[Texte extrait]
I - Évolutions de la gouvernance

Du Moyen Âge au XXIe siècle en Europe, deux nombreux courants de pensée économiques, juridiques et sociologiques se sont succédés, et aujourd'hui en étudiant le mouvement de l'histoire passée, et des enjeux présents, il est possible de se projeter dans le futur.

A - Historique des gouvernances organiques traditionnelles

Si quelques lignes devaient décrire l'histoire les 1 000 dernières années en Europe, serait-il possible de la résumer ainsi ?

Trois éléments caractériseraient chaque époque : le premier maillon de la "photographie" de chacun de ces moments de l'histoire serait l'état des connaissances scientifiques et technologiques, toujours précurseur de leur mise en application pratique, reflété par le système économique en vigueur, et traduit en dernier lieu par l'adaptation du droit aux réalités de l'économie, à travers notamment la création de nouveaux droits de propriété (valeur, modalités et prix des échanges)714.

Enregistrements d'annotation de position
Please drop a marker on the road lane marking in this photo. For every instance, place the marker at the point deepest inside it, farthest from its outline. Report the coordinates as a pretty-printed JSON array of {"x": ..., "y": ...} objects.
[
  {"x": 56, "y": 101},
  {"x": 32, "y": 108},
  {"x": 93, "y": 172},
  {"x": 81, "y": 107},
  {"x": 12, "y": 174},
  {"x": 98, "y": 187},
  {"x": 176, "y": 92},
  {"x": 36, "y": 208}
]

[Travail demandé]
1 > Dans le texte sur l'évolution de la gouvernance, quel est le premier maillon de la « photographie » de chaque époque ?
2 > Écrivez la suite du texte sur l'évolution de la gouvernance en Europe, en commençant après sa dernière phrase.

[Réponses aux exercices]
1 > L'état des connaissances scientifiques et technologiques.

2 >
Moyen Âge

Ainsi, le Moyen Âge pourrait être caractérisé comme une société de connaissance scientifique/technologique fondée principalement sur l'exploitation du bois et des animaux de trait. Son fondement économique est l'agriculture, et par voie de conséquence la terre est le bien immobilier par excellence. Son système politique se traduit par l'exercice vertical pyramidale "descendant" du pouvoir monarchique : Dieu offre au Roi le pouvoir régalien de régir ses sujets, qui lui obéissent.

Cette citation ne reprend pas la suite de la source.